Document passage:
━━━━━━━━
One guitar, or three?


Many fans of Rock music guitar playing consider the players who were the only guitarist in their band "the best": Jimi Hendrix (in The Experience), Eric Clapton (in Cream), Jeff Beck (post-Yardbirds), Jimmy Page, Billy Gibbons (ZZ Top), Eddie Van Halen, Stevie Ray Vaughan, the clown in Black Sabbath, etc. etc.

I on the other hand have a love of not the classic 2-guitar line-up (The Beatles, Stones, Rockpile, etc.)---good as that can be---, but of 3-guitar bands: Buffalo Springfield, Moby Grape, Fleetwood Mac in their Peter Green/Danny Kirwin/Jeremy Spencer period, and The Flamin’ Groovies in the Shake Some Action album era.

Three guitars is even more musical than two, and far more so than one. All kinds of little song parts are possible with three musical instruments, and Springfield and The Grape really exploited the possibilities. One guitar is so, well, 1-dimensional. Sure, on recordings the single guitarist in a band can recorded multiple parts, but "lead" guitarists rarely think in "song part" terms, but instead in "guitar chops" terms. Know what I mean?

I bought the first two albums by both Cream and Hendrix when they were released, and saw both live twice in 1967 and ’68. But the music of both got old pretty quickly, I losing interest after those albums. You may disagree. ;-)

Now, one guitar is fine if you have other musical instruments (bass and drums can be played musically, but they aren’t "chordal" instruments), such as piano and/or organ. Two of Rock ’n’ Roll’s most musical ensembles had both piano and organ, and only one guitar: The Band and Procol Harum. Those bands also had great songs. Coincidence?

If anyone has other 3-guitar bands/groups to recommend, I’m all ears.

128x128bdp24

Excellent nomination @valinar! In fact, five guitarists, but only one (Harrison) a lead player (Orbison, Dylan, Petty and---I think---Lynne rhythm only players). Acoustic guitars sound huge when double-tracked in recordings (an old trick); can you imagine four of them?!
━━━━━━━━
Brief: Repeat the part of the post on guitar line-ups starting with "I on the other" and going on through "Action album era.". The entries that come next are separate material, apart from the post on guitar line-ups.

Excerpt from a dataset:
━━━━━━━━
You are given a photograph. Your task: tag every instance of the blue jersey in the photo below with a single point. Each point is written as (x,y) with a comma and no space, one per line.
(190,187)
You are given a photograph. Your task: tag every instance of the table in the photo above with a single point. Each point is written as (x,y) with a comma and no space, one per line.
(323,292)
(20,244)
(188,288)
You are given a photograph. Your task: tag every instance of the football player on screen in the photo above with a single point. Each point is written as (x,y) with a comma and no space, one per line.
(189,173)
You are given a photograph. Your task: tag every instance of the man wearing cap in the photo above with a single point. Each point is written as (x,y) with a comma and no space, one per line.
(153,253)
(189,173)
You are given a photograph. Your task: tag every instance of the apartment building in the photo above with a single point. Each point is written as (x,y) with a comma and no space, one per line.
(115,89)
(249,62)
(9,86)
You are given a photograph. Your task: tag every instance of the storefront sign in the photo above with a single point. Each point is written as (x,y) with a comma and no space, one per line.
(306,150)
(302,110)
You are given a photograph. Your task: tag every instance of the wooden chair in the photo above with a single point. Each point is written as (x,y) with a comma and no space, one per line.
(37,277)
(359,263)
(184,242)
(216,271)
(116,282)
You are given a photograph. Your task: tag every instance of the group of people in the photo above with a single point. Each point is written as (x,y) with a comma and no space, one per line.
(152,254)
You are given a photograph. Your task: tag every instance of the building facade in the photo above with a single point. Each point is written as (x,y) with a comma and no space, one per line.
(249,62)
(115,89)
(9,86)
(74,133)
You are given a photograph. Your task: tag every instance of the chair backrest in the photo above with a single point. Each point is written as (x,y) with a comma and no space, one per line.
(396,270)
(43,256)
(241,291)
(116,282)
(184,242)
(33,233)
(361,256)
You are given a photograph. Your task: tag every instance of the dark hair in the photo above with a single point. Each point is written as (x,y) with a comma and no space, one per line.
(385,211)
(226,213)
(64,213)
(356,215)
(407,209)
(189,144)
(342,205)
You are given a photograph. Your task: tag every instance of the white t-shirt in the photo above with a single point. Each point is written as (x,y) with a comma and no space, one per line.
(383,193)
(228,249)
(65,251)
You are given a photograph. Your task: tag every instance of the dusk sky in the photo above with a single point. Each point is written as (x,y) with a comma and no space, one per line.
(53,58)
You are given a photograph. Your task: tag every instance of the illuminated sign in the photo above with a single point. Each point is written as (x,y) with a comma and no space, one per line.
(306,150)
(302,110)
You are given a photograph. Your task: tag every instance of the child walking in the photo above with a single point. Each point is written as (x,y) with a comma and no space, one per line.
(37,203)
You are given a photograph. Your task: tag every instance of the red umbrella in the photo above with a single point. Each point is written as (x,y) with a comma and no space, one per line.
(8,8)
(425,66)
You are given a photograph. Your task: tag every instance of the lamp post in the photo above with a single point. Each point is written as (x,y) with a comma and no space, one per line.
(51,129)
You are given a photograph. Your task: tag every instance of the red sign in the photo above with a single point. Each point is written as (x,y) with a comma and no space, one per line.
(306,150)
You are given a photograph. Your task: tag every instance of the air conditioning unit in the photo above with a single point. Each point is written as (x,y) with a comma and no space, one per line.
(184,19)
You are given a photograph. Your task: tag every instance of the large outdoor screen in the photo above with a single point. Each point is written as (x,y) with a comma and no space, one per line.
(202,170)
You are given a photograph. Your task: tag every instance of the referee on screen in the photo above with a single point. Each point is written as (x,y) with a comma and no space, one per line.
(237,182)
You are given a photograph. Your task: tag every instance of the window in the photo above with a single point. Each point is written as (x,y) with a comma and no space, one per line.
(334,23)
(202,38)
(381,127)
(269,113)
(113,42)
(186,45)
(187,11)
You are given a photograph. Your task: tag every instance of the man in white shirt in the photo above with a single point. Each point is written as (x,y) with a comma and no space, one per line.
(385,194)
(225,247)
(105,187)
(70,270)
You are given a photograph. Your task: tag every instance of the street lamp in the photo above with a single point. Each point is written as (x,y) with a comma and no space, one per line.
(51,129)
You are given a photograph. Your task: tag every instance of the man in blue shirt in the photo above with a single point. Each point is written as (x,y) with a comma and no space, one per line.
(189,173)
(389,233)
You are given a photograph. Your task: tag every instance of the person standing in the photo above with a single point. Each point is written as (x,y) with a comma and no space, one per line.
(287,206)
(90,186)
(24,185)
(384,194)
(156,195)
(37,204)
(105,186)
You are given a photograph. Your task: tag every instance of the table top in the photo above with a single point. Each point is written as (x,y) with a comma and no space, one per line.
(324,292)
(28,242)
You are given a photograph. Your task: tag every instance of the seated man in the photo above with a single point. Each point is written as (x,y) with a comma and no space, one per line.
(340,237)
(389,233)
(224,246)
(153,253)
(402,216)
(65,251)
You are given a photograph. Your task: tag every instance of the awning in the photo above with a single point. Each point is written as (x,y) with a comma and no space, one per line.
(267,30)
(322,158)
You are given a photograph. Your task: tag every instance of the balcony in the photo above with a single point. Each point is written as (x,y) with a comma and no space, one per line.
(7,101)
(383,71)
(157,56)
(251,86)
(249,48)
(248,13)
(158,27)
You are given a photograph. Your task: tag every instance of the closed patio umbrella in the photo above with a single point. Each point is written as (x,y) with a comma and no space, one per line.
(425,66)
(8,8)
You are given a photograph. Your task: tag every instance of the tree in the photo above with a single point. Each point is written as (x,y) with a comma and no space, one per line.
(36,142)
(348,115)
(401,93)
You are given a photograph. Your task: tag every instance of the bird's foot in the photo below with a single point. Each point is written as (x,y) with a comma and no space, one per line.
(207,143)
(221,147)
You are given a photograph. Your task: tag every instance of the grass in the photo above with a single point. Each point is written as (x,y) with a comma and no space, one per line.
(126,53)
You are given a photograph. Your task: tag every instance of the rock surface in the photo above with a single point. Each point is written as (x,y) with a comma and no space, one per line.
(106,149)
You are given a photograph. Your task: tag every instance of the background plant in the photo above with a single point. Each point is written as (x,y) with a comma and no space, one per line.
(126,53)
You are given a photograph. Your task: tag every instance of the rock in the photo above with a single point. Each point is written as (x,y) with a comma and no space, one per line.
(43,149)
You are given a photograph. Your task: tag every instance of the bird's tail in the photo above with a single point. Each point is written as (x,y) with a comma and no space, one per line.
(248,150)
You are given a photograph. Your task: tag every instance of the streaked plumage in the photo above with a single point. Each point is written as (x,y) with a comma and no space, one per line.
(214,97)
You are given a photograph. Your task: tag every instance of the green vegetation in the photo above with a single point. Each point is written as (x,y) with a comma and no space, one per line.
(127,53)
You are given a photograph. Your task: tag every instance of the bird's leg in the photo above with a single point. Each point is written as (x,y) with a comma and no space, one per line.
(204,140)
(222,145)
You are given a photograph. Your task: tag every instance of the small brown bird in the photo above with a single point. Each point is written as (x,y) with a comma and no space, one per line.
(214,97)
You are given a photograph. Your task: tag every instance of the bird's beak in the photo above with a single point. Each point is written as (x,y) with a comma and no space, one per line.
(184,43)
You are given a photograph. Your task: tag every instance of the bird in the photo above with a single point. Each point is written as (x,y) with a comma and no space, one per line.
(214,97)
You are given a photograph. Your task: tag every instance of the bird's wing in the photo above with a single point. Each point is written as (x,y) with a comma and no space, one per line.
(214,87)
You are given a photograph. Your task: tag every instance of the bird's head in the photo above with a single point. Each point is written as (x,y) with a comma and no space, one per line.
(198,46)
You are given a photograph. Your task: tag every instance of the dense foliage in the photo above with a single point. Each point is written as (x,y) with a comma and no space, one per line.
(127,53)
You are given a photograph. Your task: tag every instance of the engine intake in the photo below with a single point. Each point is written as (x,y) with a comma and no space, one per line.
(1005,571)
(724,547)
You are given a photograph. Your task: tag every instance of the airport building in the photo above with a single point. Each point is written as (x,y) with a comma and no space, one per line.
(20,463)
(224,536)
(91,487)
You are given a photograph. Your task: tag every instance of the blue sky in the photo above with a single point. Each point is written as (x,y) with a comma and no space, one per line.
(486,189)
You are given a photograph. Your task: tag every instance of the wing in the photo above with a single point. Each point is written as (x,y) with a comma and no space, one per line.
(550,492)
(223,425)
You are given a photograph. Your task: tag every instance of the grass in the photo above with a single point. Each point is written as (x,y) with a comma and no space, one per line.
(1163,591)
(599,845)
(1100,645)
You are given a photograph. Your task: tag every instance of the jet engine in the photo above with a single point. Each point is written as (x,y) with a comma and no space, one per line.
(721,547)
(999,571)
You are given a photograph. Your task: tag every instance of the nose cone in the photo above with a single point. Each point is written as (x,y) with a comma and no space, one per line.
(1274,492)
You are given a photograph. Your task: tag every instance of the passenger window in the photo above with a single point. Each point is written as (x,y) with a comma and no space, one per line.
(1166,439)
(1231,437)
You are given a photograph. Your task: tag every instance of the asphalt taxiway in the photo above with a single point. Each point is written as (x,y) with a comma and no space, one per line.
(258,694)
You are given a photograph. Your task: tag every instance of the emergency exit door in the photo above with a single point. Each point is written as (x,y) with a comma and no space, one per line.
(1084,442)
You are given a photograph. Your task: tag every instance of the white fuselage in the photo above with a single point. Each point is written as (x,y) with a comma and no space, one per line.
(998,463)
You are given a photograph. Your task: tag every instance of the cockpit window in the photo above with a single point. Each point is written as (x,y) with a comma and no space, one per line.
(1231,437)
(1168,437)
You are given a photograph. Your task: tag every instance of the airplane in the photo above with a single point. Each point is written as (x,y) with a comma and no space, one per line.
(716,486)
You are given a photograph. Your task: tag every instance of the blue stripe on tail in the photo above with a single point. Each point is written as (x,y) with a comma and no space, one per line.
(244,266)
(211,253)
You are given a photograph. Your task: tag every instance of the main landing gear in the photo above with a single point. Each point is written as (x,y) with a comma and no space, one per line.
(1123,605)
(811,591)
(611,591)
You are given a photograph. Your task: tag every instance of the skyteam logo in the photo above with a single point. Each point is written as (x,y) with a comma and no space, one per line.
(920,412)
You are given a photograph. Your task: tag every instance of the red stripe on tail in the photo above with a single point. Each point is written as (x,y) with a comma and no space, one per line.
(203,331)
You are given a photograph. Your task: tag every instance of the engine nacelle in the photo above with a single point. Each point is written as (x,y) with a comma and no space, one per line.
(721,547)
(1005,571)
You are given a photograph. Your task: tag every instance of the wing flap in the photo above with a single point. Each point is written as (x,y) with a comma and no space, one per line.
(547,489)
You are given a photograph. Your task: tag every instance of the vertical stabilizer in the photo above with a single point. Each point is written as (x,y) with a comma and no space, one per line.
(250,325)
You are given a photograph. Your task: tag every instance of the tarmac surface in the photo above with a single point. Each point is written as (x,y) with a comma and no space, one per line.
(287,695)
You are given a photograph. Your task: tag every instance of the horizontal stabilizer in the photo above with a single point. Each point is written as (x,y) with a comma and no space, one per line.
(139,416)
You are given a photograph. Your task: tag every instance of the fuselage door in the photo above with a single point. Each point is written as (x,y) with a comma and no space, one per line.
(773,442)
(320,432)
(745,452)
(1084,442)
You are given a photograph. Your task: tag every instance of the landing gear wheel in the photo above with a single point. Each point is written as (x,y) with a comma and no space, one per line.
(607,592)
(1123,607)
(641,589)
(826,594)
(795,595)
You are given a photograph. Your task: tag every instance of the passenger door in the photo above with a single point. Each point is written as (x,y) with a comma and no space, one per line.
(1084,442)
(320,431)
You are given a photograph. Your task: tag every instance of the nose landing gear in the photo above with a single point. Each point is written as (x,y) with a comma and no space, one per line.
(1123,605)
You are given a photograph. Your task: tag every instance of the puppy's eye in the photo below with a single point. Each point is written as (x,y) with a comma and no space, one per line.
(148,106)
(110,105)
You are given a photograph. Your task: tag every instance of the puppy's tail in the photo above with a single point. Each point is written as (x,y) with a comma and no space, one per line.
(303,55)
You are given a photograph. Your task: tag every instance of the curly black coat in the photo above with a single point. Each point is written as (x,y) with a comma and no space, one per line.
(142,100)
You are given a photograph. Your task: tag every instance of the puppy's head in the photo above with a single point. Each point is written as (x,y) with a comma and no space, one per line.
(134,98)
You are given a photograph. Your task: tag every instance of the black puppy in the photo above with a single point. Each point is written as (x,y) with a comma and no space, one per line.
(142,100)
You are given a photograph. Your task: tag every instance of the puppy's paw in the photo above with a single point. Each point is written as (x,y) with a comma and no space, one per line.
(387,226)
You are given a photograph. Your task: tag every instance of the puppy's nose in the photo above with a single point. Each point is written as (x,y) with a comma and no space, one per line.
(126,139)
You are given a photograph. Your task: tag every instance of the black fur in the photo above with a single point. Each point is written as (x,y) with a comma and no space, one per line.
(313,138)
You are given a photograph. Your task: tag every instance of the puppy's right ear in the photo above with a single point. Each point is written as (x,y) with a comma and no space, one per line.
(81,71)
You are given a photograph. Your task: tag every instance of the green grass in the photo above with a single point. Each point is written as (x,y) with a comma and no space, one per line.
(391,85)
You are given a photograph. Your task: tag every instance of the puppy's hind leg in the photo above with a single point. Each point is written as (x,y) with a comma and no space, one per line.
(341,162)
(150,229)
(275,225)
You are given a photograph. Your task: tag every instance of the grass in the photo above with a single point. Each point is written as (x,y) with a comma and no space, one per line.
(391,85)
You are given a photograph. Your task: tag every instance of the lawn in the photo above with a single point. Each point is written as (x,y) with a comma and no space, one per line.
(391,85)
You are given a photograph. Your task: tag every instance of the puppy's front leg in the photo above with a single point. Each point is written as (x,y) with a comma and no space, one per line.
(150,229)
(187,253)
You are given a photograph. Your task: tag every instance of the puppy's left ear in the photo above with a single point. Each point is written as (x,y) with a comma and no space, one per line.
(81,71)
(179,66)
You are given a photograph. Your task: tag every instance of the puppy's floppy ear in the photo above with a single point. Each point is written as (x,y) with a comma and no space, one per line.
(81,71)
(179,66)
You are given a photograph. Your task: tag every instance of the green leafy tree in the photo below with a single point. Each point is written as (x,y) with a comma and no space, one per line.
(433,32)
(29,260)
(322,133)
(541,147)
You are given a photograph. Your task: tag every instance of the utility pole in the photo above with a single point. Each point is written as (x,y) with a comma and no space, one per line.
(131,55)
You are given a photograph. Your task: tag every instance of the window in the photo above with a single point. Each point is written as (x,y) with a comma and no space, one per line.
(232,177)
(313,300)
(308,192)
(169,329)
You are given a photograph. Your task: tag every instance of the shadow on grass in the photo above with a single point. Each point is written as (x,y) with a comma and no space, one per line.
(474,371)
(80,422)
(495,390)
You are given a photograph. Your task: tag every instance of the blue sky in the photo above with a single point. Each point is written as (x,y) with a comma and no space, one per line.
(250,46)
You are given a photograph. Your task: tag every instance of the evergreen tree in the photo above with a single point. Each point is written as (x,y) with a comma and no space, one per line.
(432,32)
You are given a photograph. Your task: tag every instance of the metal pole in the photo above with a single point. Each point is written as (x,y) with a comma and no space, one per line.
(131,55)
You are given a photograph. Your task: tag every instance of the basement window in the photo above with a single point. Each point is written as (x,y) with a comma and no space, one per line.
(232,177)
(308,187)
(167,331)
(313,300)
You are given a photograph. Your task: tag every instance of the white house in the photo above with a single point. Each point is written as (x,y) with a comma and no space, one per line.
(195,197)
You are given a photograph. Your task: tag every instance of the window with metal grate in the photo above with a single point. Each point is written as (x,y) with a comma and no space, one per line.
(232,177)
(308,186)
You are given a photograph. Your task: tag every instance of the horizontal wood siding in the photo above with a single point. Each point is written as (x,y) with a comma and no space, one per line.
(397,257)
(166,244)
━━━━━━━━
Exercise response:
I on the other hand have a love of not the classic 2-guitar line-up (The Beatles, Stones, Rockpile, etc.)---good as that can be---, but of 3-guitar bands: Buffalo Springfield, Moby Grape, Fleetwood Mac in their Peter Green/Danny Kirwin/Jeremy Spencer period, and The Flamin’ Groovies in the Shake Some Action album era.